*DOCUMENT PASSAGE*:

·····

Reference documentation | Additional Samples on GitHub

In this how-to guide, you learn how to recognize and transcribe human speech (often called speech-to-text).

Create a speech configuration

To call the Speech service by using the Speech SDK, you need to create a SpeechConfig instance. This class includes information about your subscription, like your key and associated location/region, endpoint, host, or authorization token.

Create a SpeechConfig instance by using your key and location/region. Create a Speech resource on the Azure portal. For more information, see Create a new Azure Cognitive Services resource.

import com.microsoft.cognitiveservices.speech.*;
import com.microsoft.cognitiveservices.speech.audio.AudioConfig;
import java.util.concurrent.ExecutionException;
import java.util.concurrent.Future;

public class Program {
    public static void main(String[] args) throws InterruptedException, ExecutionException {
        SpeechConfig speechConfig = SpeechConfig.fromSubscription("<paste-your-subscription-key>", "<paste-your-region>");
    }
}

You can initialize SpeechConfig in a few other ways:

  • With an endpoint: pass in a Speech service endpoint. A key or authorization token is optional.
  • With a host: pass in a host address. A key or authorization token is optional.
  • With an authorization token: pass in an authorization token and the associated region.

Note

Regardless of whether you're performing speech recognition, speech synthesis, translation, or intent recognition, you'll always create a configuration.

Recognize speech from a microphone

To recognize speech by using your device microphone, create an AudioConfig instance by using fromDefaultMicrophoneInput(). Then initialize SpeechRecognizer by passing audioConfig and config.

import com.microsoft.cognitiveservices.speech.*;
import com.microsoft.cognitiveservices.speech.audio.AudioConfig;
import java.util.concurrent.ExecutionException;
import java.util.concurrent.Future;

public class Program {
    public static void main(String[] args) throws InterruptedException, ExecutionException {
        SpeechConfig speechConfig = SpeechConfig.fromSubscription("<paste-your-subscription-key>", "<paste-your-region>");
        fromMic(speechConfig);
    }

    public static void fromMic(SpeechConfig speechConfig) throws InterruptedException, ExecutionException {
        AudioConfig audioConfig = AudioConfig.fromDefaultMicrophoneInput();
        SpeechRecognizer recognizer = new SpeechRecognizer(speechConfig, audioConfig);

        System.out.println("Speak into your microphone.");
        Future<SpeechRecognitionResult> task = recognizer.recognizeOnceAsync();
        SpeechRecognitionResult result = task.get();
        System.out.println("RECOGNIZED: Text=" + result.getText());
    }
}

If you want to use a specific audio input device, you need to specify the device ID in AudioConfig. Learn how to get the device ID for your audio input device.

·····

*EXTRACTED MATERIAL*:
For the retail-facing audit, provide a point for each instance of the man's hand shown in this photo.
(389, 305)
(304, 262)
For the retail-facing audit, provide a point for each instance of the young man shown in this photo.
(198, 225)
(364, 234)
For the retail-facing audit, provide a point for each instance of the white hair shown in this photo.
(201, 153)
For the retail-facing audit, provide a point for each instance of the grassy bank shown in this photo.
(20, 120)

·····

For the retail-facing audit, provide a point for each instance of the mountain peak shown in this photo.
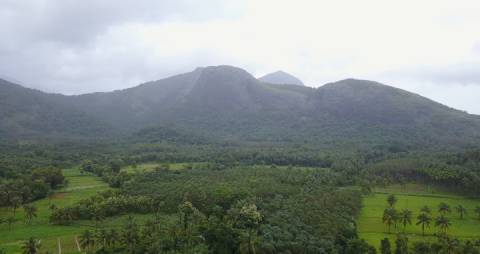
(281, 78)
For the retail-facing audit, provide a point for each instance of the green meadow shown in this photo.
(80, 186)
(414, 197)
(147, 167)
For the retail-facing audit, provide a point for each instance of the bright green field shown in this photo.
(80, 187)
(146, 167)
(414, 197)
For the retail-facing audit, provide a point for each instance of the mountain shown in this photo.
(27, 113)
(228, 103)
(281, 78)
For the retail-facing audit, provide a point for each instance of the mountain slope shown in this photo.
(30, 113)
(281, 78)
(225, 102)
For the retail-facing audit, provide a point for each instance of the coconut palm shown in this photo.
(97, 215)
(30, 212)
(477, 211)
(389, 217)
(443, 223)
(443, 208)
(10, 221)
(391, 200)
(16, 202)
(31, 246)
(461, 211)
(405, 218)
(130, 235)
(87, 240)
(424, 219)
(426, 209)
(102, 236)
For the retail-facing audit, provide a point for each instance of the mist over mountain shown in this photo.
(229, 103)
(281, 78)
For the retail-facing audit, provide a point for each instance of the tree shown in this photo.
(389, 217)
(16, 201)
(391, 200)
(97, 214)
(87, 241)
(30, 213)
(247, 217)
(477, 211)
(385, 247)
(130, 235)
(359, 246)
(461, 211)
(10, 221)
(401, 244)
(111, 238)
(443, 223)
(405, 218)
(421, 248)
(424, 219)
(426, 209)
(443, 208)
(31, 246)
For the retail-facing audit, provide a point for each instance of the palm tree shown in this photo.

·····

*GOAL OF THE EXERCISE*: How would you sum up the speech-to-text guide in two sentences? The lines have no connection to the text.

*CORRECT OUTPUT*: To call the Speech service through the Speech SDK, you create a SpeechConfig instance, usually from your key and location/region, though an endpoint, a host, or an authorization token with its region also works. To recognize speech from your device microphone, you create an AudioConfig with fromDefaultMicrophoneInput() and pass it along with the config to SpeechRecognizer, and you specify a device ID in AudioConfig if you want a particular input device.